• **Work item**
Your reply should be an exact copy of the lines from the one that holds "the man's outstretched" to the end of the data below.
(Beginning of Provided records)
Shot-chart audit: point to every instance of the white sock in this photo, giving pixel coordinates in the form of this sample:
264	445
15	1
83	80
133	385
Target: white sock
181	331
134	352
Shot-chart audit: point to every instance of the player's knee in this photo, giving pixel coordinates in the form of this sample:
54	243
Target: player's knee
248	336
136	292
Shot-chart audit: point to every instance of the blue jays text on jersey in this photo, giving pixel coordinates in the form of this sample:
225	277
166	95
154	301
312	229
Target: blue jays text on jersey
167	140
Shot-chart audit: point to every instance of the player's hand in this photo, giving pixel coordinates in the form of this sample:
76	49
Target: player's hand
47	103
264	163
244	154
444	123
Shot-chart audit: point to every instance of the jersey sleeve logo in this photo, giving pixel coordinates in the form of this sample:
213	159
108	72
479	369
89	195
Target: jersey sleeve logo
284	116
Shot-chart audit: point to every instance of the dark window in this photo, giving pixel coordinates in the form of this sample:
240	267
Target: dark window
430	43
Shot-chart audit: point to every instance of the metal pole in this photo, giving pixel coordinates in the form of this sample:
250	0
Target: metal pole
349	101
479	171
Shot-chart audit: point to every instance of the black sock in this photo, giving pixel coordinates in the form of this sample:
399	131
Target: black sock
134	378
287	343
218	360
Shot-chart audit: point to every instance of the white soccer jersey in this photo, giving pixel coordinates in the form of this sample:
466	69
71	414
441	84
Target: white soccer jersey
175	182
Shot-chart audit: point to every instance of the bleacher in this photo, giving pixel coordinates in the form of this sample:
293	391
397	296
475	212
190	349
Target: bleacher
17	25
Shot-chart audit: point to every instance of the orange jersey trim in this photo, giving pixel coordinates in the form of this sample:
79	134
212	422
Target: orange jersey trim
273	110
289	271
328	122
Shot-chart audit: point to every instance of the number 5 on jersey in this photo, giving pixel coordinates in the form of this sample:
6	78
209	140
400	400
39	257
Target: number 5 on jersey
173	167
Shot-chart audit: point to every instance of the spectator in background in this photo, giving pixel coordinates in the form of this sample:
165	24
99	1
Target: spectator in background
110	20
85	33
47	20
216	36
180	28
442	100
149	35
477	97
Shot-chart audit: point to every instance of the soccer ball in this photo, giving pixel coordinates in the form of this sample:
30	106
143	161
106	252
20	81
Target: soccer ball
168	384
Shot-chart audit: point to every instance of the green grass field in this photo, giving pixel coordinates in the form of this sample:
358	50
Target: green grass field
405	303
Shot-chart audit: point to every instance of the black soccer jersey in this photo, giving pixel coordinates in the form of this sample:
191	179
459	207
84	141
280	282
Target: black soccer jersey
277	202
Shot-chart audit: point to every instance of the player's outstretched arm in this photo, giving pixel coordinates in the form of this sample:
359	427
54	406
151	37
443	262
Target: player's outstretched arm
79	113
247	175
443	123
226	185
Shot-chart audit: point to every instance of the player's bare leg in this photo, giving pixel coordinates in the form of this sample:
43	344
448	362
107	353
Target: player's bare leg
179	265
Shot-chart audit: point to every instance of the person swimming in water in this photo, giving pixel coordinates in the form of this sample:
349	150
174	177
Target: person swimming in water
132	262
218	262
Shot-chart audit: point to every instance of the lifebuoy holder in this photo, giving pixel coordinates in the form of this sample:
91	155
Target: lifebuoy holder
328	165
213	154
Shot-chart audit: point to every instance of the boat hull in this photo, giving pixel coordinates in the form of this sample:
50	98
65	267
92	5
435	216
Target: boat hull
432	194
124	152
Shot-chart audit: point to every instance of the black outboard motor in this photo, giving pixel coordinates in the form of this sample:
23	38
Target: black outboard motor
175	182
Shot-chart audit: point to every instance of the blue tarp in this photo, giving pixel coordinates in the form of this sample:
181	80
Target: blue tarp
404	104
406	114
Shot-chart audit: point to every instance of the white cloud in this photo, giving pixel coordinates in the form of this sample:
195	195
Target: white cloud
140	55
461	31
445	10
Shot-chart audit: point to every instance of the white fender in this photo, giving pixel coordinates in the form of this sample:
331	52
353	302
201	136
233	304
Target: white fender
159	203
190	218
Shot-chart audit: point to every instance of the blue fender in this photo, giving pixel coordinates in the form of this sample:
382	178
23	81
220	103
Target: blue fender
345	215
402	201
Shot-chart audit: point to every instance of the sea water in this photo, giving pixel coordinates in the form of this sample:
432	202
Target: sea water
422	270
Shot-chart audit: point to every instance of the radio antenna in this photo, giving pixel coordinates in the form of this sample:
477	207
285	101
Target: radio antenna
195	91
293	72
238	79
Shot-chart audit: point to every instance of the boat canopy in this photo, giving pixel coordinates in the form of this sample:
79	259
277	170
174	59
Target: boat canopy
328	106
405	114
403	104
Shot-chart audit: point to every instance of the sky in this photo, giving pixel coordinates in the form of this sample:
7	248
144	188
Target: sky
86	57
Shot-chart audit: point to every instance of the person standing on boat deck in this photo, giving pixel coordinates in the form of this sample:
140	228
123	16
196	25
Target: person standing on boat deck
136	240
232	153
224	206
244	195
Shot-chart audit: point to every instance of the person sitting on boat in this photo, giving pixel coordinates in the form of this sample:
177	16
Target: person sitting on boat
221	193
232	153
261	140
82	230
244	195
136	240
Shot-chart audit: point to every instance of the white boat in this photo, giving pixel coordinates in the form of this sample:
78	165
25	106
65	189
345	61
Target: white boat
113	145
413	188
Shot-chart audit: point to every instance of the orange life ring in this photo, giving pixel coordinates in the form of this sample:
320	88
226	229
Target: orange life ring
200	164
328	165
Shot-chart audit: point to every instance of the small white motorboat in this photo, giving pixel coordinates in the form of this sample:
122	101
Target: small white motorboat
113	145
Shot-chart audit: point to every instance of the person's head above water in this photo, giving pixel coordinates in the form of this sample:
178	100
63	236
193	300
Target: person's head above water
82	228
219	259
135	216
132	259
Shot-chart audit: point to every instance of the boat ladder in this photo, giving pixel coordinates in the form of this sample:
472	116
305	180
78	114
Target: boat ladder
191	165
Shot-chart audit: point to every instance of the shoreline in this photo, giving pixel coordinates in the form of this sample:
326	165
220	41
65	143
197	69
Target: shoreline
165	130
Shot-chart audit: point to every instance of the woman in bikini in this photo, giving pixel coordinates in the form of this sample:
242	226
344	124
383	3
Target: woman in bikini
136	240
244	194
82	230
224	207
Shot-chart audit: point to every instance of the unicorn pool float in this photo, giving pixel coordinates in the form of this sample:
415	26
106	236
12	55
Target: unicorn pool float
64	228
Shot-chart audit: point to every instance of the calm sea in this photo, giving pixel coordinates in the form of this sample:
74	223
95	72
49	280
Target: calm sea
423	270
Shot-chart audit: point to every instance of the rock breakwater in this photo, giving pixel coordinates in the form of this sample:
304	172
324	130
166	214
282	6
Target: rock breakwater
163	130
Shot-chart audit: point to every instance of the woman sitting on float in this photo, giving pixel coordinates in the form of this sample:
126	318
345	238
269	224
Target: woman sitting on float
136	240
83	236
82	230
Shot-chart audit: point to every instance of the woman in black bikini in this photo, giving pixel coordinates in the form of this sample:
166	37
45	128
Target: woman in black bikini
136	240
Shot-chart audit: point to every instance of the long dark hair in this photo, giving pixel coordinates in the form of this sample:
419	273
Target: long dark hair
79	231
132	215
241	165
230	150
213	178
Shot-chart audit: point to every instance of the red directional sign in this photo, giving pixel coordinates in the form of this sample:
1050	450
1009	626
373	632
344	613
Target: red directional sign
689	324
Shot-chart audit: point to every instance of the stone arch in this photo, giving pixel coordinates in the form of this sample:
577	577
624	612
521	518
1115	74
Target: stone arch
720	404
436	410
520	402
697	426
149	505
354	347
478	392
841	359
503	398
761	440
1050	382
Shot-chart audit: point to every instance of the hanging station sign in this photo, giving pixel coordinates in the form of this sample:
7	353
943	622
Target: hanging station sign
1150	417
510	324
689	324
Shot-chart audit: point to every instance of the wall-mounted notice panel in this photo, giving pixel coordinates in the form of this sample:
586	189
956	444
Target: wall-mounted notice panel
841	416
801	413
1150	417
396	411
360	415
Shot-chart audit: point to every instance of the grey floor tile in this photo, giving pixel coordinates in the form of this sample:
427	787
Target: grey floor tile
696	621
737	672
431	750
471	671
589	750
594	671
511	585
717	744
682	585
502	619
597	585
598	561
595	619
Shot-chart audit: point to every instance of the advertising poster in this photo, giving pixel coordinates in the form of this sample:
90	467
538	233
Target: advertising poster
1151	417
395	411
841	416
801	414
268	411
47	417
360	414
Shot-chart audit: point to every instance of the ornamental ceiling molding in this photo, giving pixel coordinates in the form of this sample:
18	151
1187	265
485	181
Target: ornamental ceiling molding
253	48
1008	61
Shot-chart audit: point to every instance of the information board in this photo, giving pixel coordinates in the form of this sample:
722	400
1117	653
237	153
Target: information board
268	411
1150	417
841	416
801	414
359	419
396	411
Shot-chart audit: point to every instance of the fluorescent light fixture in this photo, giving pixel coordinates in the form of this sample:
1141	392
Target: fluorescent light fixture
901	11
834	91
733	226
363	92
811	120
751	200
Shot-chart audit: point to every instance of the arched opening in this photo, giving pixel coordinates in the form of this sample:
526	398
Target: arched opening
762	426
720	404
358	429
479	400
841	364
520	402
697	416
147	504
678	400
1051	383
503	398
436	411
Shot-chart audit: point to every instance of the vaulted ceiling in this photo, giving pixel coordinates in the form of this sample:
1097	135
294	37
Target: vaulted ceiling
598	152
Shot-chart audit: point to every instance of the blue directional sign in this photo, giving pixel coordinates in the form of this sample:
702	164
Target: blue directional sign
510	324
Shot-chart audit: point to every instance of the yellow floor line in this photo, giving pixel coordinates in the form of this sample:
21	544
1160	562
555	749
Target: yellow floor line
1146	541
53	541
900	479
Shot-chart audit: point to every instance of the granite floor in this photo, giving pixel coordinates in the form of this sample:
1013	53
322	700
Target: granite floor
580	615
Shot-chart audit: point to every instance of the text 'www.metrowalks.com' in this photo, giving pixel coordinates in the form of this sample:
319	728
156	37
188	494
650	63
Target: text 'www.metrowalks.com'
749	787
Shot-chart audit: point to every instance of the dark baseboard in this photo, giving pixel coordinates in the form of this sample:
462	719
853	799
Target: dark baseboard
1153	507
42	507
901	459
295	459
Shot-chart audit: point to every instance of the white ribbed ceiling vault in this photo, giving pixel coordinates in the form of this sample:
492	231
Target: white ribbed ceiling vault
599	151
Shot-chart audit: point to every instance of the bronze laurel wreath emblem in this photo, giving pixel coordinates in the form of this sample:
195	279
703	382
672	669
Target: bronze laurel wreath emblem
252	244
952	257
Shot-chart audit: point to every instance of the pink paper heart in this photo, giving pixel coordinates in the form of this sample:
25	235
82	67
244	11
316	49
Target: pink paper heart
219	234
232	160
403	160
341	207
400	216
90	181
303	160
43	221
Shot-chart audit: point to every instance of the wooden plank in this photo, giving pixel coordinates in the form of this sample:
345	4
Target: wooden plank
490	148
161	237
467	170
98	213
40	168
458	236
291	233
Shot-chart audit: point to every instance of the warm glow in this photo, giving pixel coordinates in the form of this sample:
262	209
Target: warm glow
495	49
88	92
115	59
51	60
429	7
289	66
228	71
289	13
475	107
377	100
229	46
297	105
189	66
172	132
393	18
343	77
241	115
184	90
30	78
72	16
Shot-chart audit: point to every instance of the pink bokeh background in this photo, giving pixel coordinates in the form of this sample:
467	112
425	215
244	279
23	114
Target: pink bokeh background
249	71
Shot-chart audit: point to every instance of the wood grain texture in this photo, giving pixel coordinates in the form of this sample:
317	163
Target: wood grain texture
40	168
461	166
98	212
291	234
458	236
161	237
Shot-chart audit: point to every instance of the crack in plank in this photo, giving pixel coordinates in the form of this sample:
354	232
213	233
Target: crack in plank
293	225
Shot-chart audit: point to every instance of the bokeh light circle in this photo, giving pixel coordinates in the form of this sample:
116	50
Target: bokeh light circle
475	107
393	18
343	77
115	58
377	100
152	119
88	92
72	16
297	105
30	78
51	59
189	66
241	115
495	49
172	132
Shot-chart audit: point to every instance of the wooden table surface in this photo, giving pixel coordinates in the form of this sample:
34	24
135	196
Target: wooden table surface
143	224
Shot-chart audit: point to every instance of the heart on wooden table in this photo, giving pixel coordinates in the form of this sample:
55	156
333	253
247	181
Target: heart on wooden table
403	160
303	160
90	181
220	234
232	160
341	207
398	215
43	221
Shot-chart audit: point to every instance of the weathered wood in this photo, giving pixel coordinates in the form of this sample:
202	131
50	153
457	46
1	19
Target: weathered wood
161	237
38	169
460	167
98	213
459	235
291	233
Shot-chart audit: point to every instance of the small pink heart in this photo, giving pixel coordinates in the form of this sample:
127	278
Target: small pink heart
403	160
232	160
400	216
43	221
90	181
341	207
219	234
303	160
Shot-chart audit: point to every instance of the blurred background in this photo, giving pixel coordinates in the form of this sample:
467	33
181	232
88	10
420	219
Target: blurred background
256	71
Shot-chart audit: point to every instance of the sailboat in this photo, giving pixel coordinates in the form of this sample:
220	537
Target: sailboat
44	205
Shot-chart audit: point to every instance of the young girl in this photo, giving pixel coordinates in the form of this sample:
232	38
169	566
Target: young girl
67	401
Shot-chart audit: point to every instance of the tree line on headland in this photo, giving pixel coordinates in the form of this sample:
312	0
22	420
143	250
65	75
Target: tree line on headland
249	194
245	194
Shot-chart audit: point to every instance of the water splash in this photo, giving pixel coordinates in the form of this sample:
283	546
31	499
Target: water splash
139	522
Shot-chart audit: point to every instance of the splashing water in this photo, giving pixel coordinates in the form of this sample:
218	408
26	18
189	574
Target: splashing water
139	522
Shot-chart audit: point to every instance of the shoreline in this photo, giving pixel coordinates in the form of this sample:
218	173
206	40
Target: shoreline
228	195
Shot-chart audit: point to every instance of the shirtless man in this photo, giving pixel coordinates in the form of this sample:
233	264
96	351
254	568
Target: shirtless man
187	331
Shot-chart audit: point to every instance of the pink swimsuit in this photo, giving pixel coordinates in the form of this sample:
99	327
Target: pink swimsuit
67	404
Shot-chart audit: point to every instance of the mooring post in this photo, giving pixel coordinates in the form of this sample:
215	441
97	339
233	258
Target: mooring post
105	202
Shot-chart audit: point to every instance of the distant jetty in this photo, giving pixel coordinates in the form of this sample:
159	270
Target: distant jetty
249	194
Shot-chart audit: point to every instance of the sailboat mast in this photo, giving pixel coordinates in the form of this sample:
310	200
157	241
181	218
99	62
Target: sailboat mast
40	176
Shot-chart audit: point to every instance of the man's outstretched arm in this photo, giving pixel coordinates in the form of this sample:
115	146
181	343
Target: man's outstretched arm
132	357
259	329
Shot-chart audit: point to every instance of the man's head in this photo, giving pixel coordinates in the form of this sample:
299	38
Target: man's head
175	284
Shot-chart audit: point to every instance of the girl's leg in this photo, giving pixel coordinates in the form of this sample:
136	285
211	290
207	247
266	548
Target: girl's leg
(End of Provided records)
• **Answer section**
Shot-chart audit: point to every instance of the man's outstretched arm in this photo, giving pixel coordinates in the form of this sample:
115	146
181	343
Target: man's outstretched arm
132	357
259	329
Shot-chart audit: point to every instance of the man's head in this photo, giving pixel coordinates in the form of this sample:
299	38
Target: man's head
175	284
Shot-chart audit: point to every instance of the girl's leg in this photo, giving pixel coordinates in the form of this sample:
136	285
211	290
207	247
266	548
Target: girl's leg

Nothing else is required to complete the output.